— START OF GIVEN ENTRIES —

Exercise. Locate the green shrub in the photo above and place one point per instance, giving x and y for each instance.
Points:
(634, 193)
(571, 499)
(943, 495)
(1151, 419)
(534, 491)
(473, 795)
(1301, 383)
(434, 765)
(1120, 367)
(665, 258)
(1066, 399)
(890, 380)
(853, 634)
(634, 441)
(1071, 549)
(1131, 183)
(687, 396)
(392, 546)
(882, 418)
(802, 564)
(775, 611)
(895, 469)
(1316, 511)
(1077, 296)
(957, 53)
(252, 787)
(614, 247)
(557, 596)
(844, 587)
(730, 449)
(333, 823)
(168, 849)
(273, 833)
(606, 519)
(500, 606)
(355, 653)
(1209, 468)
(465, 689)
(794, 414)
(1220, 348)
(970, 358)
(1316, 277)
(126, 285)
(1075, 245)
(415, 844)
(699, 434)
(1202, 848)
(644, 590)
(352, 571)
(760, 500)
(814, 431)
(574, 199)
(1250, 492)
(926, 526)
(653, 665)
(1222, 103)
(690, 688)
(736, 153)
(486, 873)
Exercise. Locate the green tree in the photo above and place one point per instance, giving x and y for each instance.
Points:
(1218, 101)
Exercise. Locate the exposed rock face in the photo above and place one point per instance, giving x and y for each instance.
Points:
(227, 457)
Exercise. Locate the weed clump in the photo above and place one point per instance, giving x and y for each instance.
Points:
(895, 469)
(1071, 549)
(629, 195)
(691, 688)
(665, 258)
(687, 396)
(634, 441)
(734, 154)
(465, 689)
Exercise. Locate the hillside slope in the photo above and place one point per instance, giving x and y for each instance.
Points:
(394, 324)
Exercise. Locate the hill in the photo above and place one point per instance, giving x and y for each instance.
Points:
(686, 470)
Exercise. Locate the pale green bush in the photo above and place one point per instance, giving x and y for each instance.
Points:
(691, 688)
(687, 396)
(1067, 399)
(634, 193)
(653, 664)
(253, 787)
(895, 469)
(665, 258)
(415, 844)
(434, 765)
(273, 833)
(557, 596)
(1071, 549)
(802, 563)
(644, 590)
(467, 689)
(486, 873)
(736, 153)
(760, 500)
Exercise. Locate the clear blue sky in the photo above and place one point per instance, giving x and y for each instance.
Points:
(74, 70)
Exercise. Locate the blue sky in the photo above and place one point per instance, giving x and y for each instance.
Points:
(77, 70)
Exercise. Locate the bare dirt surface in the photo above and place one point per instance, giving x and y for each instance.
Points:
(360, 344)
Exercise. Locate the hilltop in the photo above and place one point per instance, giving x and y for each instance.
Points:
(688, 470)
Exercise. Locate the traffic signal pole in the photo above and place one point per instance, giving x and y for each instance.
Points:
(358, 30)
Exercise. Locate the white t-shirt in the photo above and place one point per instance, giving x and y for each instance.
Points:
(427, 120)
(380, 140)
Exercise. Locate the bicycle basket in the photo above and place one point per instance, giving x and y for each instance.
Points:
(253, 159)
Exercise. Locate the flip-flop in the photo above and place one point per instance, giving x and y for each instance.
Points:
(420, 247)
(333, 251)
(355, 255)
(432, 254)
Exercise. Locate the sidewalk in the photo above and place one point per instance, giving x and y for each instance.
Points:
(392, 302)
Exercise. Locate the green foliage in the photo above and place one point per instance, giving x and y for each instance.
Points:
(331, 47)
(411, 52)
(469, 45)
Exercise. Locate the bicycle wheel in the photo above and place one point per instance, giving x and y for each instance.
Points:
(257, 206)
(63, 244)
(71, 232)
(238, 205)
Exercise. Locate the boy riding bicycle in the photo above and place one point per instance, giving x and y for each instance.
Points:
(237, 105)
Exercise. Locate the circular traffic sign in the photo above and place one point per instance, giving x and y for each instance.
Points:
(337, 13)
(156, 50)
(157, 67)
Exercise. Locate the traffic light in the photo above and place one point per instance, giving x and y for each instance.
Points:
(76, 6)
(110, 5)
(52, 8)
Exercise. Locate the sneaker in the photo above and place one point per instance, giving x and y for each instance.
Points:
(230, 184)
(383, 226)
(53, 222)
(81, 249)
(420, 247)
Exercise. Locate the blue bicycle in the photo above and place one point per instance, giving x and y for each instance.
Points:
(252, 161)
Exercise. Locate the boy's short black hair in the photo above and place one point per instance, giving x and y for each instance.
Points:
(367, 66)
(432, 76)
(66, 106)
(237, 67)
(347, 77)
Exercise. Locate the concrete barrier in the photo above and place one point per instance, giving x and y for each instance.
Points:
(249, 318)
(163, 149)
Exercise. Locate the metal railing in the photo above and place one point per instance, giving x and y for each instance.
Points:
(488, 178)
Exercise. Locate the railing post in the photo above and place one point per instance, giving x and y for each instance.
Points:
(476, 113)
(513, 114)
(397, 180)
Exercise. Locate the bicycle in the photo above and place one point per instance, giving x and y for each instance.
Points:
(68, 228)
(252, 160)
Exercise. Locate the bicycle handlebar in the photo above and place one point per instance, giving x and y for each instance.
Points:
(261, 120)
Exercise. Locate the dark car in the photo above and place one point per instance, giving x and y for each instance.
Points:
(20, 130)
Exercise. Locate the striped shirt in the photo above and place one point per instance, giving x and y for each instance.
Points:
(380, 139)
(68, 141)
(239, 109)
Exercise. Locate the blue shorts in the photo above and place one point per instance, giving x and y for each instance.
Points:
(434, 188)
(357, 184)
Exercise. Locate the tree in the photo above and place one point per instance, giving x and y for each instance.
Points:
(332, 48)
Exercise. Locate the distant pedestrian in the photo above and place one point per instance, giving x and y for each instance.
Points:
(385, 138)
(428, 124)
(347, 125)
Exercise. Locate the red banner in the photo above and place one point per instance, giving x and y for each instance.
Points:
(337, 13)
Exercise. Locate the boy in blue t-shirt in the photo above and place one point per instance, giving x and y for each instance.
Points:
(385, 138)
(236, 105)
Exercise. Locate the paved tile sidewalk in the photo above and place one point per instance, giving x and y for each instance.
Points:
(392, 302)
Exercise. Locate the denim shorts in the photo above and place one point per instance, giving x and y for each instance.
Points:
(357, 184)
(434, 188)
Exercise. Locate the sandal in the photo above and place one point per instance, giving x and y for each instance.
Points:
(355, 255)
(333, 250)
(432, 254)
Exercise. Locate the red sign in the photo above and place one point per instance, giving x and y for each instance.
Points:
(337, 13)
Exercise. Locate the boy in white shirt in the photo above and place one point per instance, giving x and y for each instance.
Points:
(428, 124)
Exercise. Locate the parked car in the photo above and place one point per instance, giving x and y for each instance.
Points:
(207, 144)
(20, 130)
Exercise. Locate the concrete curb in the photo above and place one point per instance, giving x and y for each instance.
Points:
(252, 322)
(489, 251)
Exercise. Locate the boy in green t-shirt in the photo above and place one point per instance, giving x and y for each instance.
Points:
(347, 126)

— END OF GIVEN ENTRIES —

**WORK TO DO:** Please rewrite the whole listing above, putting "object" wherever "instance" appears and leaving everything else unchanged.

**FULL SOLUTION:**
Exercise. Locate the green shrub in the photo above and place one point per object, giving x and y for each object.
Points:
(634, 193)
(571, 499)
(943, 495)
(1151, 419)
(534, 491)
(473, 795)
(1301, 383)
(434, 765)
(1120, 367)
(665, 258)
(1066, 399)
(890, 380)
(853, 634)
(634, 441)
(1071, 549)
(1131, 183)
(687, 396)
(392, 546)
(882, 418)
(802, 564)
(775, 611)
(895, 469)
(1316, 511)
(1077, 296)
(957, 53)
(252, 787)
(614, 247)
(557, 596)
(844, 587)
(730, 449)
(333, 823)
(168, 849)
(273, 833)
(606, 519)
(500, 606)
(355, 653)
(1209, 468)
(465, 689)
(794, 414)
(1220, 348)
(970, 358)
(1316, 277)
(126, 285)
(1075, 245)
(415, 844)
(699, 434)
(1202, 848)
(644, 590)
(352, 571)
(760, 500)
(814, 431)
(574, 199)
(1250, 492)
(926, 526)
(653, 665)
(1222, 103)
(690, 688)
(736, 153)
(486, 873)
Exercise. Locate the green tree in the photo above and place one point per object, giving x and y for each object.
Points:
(1218, 101)
Exercise. Locate the exposed rock face in the photo above and place one point per object, giving x and y for each object.
Points:
(227, 457)
Exercise. Locate the weed clump in the photo above and place one point per object, giving x and y for each object.
Points:
(895, 469)
(1071, 549)
(629, 195)
(691, 688)
(665, 258)
(687, 396)
(634, 441)
(734, 154)
(465, 689)
Exercise. Locate the hillside slope in the photo above and place one point per object, giving x and y for each object.
Points:
(394, 324)
Exercise. Locate the hill in the photo above and place one point per object, giving x and y for each object.
Points:
(686, 470)
Exercise. Locate the pale green bush in the photo above and place one point per object, giving x and y for each object.
Points:
(691, 688)
(687, 396)
(1067, 399)
(634, 193)
(653, 664)
(253, 787)
(895, 469)
(665, 258)
(415, 844)
(434, 765)
(273, 833)
(557, 596)
(1071, 549)
(802, 563)
(644, 590)
(467, 689)
(486, 873)
(736, 153)
(760, 500)
Exercise. Locate the clear blue sky in the photo above and place one point per object, giving x and y for each object.
Points:
(74, 70)
Exercise. Locate the blue sky in the photo above and place one point per object, giving x and y for each object.
Points:
(77, 70)
Exercise. Locate the bare dirt surface in the photo above and place one point per object, giving x and y for each object.
Points:
(360, 344)
Exercise. Locate the hilltop in the photo above and place one point per object, giving x and y for each object.
Points:
(688, 470)
Exercise. Locate the traffic signal pole in the photo above and place one point per object, giving x and y for each object.
Points:
(358, 30)
Exercise. Locate the white t-shirt in the photo above and place one point per object, giving x and y for each object.
Points:
(427, 120)
(380, 140)
Exercise. Locate the bicycle basket in the photo above and place one point per object, giving x and y for each object.
Points:
(253, 159)
Exercise. Locate the flip-flop in the photo above and place one point per object, giving x and y for each object.
Points:
(420, 247)
(333, 251)
(355, 255)
(432, 254)
Exercise. Locate the sidewalk in the photo above and place one point per object, giving x and y for each object.
Points:
(392, 302)
Exercise. Locate the green foliage in the photo above and place one point per object, giving x and y for each object.
Points:
(331, 47)
(411, 52)
(469, 45)
Exercise. Locate the bicycle wheel in the photo above and place one point per object, giving x and y for each object.
Points:
(257, 206)
(63, 244)
(71, 232)
(238, 205)
Exercise. Locate the boy riding bicycle in the photo above and place one point per object, giving x and y for each object.
Points:
(237, 105)
Exercise. Locate the circular traffic sign in the photo above and place one point per object, giving x and y for each object.
Points:
(337, 13)
(156, 50)
(157, 67)
Exercise. Locate the traffic light in the photo above and place one point per object, giving x and y for each object.
Points:
(76, 6)
(110, 5)
(52, 8)
Exercise. Locate the sneaker in the photo above and place one point per object, giving x and y for each object.
Points:
(230, 184)
(383, 226)
(53, 222)
(81, 249)
(420, 247)
Exercise. Locate the blue bicycle in the photo above and place one point per object, giving x and y for each object.
Points:
(252, 161)
Exercise. Locate the boy's short black hair in the photo above and place one point per object, giving x and y for each object.
Points:
(367, 66)
(432, 76)
(66, 106)
(237, 67)
(347, 77)
Exercise. Locate the concrete barrier in the photo above and place one point per object, giving x and y for each object.
Points:
(249, 318)
(163, 149)
Exercise. Locate the metal railing in the photo above and place one point per object, giving x and y for each object.
Points:
(488, 178)
Exercise. Locate the railing post in the photo above and place one point per object, giving x and y for each object.
Points:
(476, 113)
(513, 114)
(397, 180)
Exercise. Locate the bicycle in the photo above and place one point per object, giving x and y for each object.
Points:
(68, 228)
(252, 160)
Exercise. Locate the bicycle handlebar in the photo above and place one point per object, giving x and y for each object.
Points:
(261, 120)
Exercise. Locate the dark car in the photo above and place one point per object, giving x and y for each object.
Points:
(20, 130)
Exercise. Locate the striped shirt in the photo above and place one point per object, giving x and y for each object.
Points:
(380, 139)
(68, 141)
(239, 109)
Exercise. Locate the blue shorts in the photo above and place one point per object, giving x and y for each object.
Points:
(434, 188)
(357, 184)
Exercise. Locate the tree in the photo above and place one point per object, giving x and y for each object.
Points:
(332, 48)
Exercise. Locate the distant pedestrian in the photo above and place one point per object, giving x and y for each object.
Points:
(385, 138)
(428, 124)
(347, 125)
Exercise. Locate the red banner in the photo above and place one point per object, giving x and y for each object.
Points:
(337, 13)
Exercise. Locate the boy in blue t-shirt in the photo above and place one point per object, giving x and y for each object.
Points:
(385, 138)
(236, 105)
Exercise. Locate the paved tile sidewalk in the photo above and place one point per object, giving x and y for each object.
Points:
(392, 302)
Exercise. Locate the denim shorts in the photo above and place one point per object, giving x and y for each object.
Points:
(357, 184)
(434, 188)
Exercise. Locate the sandal in the photo above and place one point per object, giving x and y for each object.
Points:
(355, 255)
(333, 250)
(432, 254)
Exercise. Locate the red sign in the photo above and place one point per object, giving x and y for each object.
Points:
(337, 13)
Exercise. Locate the boy in white shirt in the photo above and place one point per object, giving x and y for each object.
Points:
(428, 124)
Exercise. Locate the parked car in the photo above and place one point per object, giving x and y for each object.
Points:
(207, 144)
(20, 130)
Exercise. Locate the concrete curb in the photo above and place one point per object, giving x and y for each object.
Points:
(252, 322)
(489, 251)
Exercise. Locate the boy in green t-shirt in the photo above and place one point per object, giving x and y for each object.
Points:
(347, 126)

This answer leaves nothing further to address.